◆ **Problem details**: Reproduce the nucleotide structure passage from the words that have "Linking to the" through "for hydrogen bonding.", changing "sugar" to "pentose".

◆ **Text excerpt**:
_ _ _ _ _

Nucleotide Structure Which positions in the purine ring of a purine nucleotide in DNA have the potential to form hydro-gen bonds but are not involved in Watson-Crick base pairing?

N-3 and N-7 position are available

Explanation:

DNA is a biopolymer of

deoxyribonucleic acid (a type of nucleic acid) that has four different chemical groups in the category of purine and pyrimidine, called bases: adenine, guanine, cytosine, and thymine.

Purine refers to any of a class of organic heterocyclic compounds, composed of fused pyrimidine and imidazole rings, that constitute one of the two groups of organic nitrogenous bases (the other being the pyrimidines) and are components of nucleic acids.

A pyrimidine is a diazine in which the two nitrogen atoms are in the meta - positions; it is the basis of three of the bases found in DNA and RNA, thymine, uracil and cytosine.

Linking to the above nitrogens of the purine ring at position (N-1, N-3, N-7, and N-9) have the potential to form hydrogen bonds.

According to Watson-Crick model they showed that N-1 is involved in the hydrogen bonding with a pyrimidine base, while N-9 is takes on with the N-glycosyl linkage with sugar (deoxyribose) and has relatively a very limited tendency for hydrogen bonding.

N-3 and N-7 positions are available for to form other sorts of bonds (hydrogen bonding) and are not busy with the Watson-Crick pairing.

Purine is referred to as a heterocyclic aromatic organic compound that consists of a pyrimidine ring fused to an imidazole ring. Purines nitrogenous base makes up the nucleotide base in DNA. All the five purine ring nitrogens (N-1, N-3, N-7, and N-9) have the potential to form hydrogen bonds yet only N-1 is involved in Watson-Crick hydrogen bonding with a pyrimidine. The N-9 is actively involved in the the N-glycosyl linkage with deoxyribose and has very little hydrogen bonding capacity. The N-3 and N-7 are readily available to form further hydrogen bonds.

_ _ _ _ _

◆ **Extracted entries**:
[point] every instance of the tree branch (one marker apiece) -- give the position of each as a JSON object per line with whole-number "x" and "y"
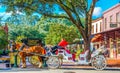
{"x": 49, "y": 15}
{"x": 66, "y": 10}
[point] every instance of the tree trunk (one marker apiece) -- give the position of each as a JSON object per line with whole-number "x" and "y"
{"x": 87, "y": 47}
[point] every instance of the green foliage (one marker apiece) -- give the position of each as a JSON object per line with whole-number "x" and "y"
{"x": 3, "y": 39}
{"x": 59, "y": 31}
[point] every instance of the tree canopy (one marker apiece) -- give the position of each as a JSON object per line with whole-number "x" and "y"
{"x": 73, "y": 10}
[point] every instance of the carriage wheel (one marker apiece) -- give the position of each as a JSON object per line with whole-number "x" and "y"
{"x": 53, "y": 62}
{"x": 12, "y": 60}
{"x": 34, "y": 60}
{"x": 99, "y": 62}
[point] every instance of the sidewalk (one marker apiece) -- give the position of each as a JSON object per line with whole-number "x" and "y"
{"x": 113, "y": 62}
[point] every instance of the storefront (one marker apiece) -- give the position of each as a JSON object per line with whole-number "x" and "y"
{"x": 111, "y": 40}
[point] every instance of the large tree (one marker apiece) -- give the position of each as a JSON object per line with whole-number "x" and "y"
{"x": 73, "y": 10}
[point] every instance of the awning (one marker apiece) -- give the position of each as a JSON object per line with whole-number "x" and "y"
{"x": 97, "y": 38}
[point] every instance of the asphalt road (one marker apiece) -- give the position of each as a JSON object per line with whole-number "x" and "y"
{"x": 62, "y": 70}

_ _ _ _ _

◆ **Answer to this task**:
Linking to the above nitrogens of the purine ring at position (N-1, N-3, N-7, and N-9) have the potential to form hydrogen bonds.

According to Watson-Crick model they showed that N-1 is involved in the hydrogen bonding with a pyrimidine base, while N-9 is takes on with the N-glycosyl linkage with pentose (deoxyribose) and has relatively a very limited tendency for hydrogen bonding.